**** Provided data

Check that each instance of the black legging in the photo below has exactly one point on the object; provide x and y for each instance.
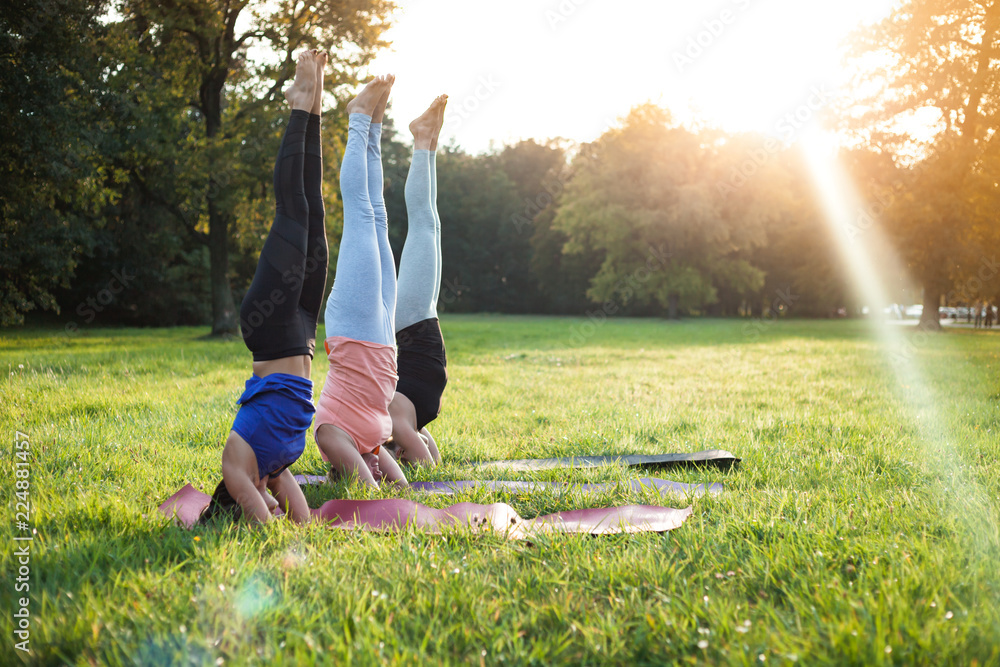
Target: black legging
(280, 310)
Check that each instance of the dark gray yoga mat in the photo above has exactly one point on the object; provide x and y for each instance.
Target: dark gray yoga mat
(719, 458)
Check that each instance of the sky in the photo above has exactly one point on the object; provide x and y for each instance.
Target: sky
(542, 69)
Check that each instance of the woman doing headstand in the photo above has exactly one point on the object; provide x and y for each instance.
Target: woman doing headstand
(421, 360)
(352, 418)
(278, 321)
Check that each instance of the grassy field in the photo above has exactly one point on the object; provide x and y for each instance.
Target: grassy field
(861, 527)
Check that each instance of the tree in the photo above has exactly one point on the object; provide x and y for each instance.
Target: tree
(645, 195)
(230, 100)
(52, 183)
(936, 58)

********

### The problem
The output should consist only of the lines from the one with "Target: woman doing headstand" through the final line of the records above, exactly.

### Written answer
Target: woman doing headstand
(421, 360)
(352, 418)
(278, 321)
Check that each instance of the grassy field in the photo above has exactly one point on the object; provide x and y for each instance.
Target: grassy field
(861, 527)
Check that each instance of the tree in the photo above has exactly one point on the object; provide x and y for each instance.
Target: tree
(645, 195)
(230, 100)
(52, 183)
(936, 58)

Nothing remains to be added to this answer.